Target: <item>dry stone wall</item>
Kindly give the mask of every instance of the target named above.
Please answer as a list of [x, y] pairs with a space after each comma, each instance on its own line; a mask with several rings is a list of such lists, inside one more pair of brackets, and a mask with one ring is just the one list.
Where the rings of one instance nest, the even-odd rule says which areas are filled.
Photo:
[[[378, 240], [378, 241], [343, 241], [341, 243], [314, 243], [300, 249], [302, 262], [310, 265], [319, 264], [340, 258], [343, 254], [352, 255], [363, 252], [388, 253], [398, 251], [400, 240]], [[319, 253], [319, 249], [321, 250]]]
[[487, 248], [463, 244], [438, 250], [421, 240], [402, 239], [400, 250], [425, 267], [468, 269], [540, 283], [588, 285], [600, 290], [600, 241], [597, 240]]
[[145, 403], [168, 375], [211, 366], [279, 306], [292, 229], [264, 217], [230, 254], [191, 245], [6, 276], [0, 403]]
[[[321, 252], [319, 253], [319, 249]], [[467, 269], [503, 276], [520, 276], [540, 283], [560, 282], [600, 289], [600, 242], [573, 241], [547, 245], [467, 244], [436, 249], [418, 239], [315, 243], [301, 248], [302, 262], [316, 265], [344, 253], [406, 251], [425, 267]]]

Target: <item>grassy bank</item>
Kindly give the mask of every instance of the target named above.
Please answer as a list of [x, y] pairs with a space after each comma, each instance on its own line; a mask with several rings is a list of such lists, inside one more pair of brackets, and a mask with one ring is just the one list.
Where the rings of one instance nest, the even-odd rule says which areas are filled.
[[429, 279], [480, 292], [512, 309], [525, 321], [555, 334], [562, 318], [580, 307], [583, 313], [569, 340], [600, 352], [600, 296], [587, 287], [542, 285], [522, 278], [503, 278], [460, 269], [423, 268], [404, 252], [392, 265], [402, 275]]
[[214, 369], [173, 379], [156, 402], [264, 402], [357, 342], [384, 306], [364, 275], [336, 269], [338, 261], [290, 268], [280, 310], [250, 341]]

◆ Exercise aim
Only an exact retyping of the full data will do.

◆ Reply to the task
Target: <item>dry stone wall</item>
Kindly give the mask of every instance of the target named above.
Please answer as a list of [x, y] pairs with a space after each comma, each instance on its own line; a mask with several rings is a list of such lists, inside one more pair of brackets, and a mask with one ring is just the one list.
Where the rings of one instance nest, the even-odd rule says which areas are filled.
Photo:
[[[378, 240], [378, 241], [343, 241], [341, 243], [314, 243], [300, 249], [302, 262], [310, 265], [319, 264], [340, 258], [343, 254], [352, 255], [363, 252], [388, 253], [398, 251], [400, 240]], [[319, 253], [319, 249], [321, 250]]]
[[487, 248], [463, 244], [438, 250], [421, 240], [402, 239], [400, 250], [425, 267], [468, 269], [540, 283], [588, 285], [600, 290], [600, 241], [597, 240]]
[[145, 403], [168, 375], [211, 366], [279, 306], [292, 229], [264, 217], [230, 254], [191, 245], [6, 276], [0, 403]]
[[[321, 252], [319, 253], [319, 249]], [[467, 269], [503, 276], [520, 276], [540, 283], [560, 282], [600, 289], [600, 242], [573, 241], [547, 245], [467, 244], [436, 249], [418, 239], [315, 243], [301, 248], [302, 262], [316, 265], [344, 253], [406, 251], [425, 267]]]

Target: <item>grassy bank</item>
Kindly give the mask of every instance of the target named above.
Please answer as a list of [x, y] pairs with a space after each comma, each instance on its own line; a mask with several rings is a list of such lists, inside one more pair of brackets, and a mask with one ring is just the one list.
Where the rings of one instance nest, the even-odd rule says which areas are filled.
[[429, 279], [480, 292], [512, 309], [525, 321], [555, 334], [562, 318], [580, 307], [583, 313], [569, 340], [600, 352], [600, 296], [587, 287], [542, 285], [522, 278], [503, 278], [460, 269], [423, 268], [404, 252], [392, 265], [402, 275]]
[[214, 369], [173, 379], [156, 402], [264, 402], [357, 342], [384, 306], [364, 275], [336, 269], [338, 261], [290, 268], [280, 310], [250, 341]]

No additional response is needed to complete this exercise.